Location labeling records:
_ _ _ _ _
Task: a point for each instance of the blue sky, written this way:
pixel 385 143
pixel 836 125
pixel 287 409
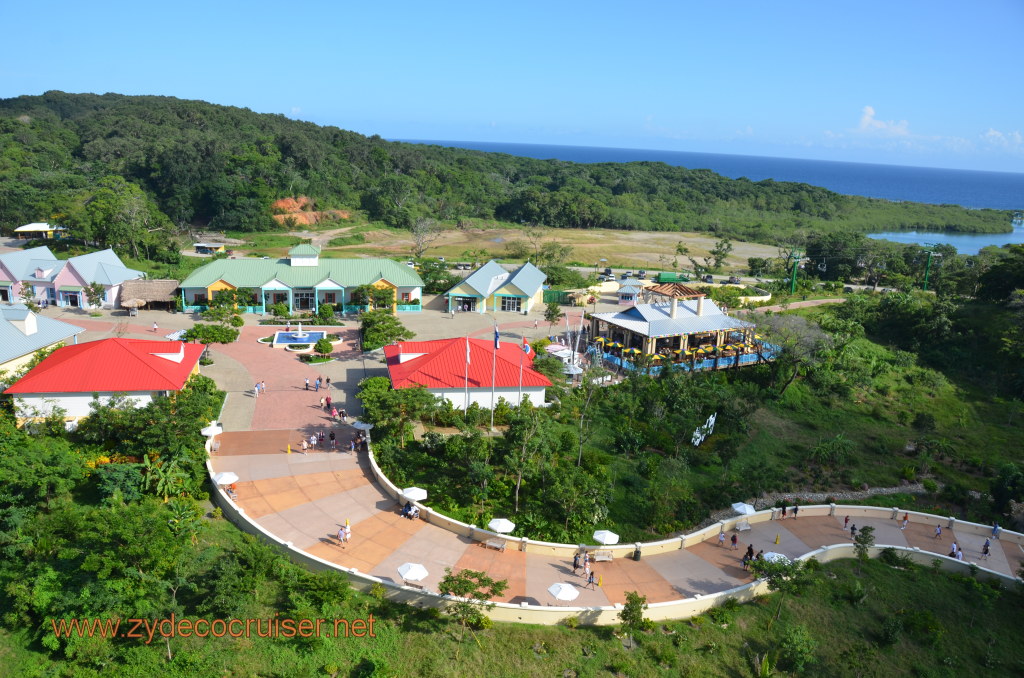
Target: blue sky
pixel 934 84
_ _ _ _ _
Transcribe the material above word for word, leaving the pictures out of your copy.

- _FINAL RESULT_
Task: a point for each instance of the blue sky, written this way:
pixel 385 143
pixel 836 125
pixel 287 409
Target: blue sky
pixel 934 84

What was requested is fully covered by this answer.